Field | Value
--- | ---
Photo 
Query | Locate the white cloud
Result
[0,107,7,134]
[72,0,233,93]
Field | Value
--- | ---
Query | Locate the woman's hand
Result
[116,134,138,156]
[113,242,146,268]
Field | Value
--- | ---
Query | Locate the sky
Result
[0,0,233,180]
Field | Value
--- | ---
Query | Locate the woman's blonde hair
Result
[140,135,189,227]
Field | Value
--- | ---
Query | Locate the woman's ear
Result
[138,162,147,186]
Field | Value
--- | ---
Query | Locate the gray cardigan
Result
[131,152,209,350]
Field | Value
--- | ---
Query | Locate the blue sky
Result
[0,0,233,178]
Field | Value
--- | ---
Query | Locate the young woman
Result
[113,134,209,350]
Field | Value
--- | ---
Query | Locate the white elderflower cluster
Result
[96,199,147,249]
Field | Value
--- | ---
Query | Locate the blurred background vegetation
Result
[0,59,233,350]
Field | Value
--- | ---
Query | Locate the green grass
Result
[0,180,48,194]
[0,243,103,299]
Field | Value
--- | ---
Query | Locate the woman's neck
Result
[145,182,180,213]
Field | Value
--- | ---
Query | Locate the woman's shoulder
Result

- DO THIS -
Which lines in the records above contain the word "white"? Find them and copy each one in full.

- WRITTEN ANSWER -
Query | Locate the white cloud
Query | Locate the white elderflower cluster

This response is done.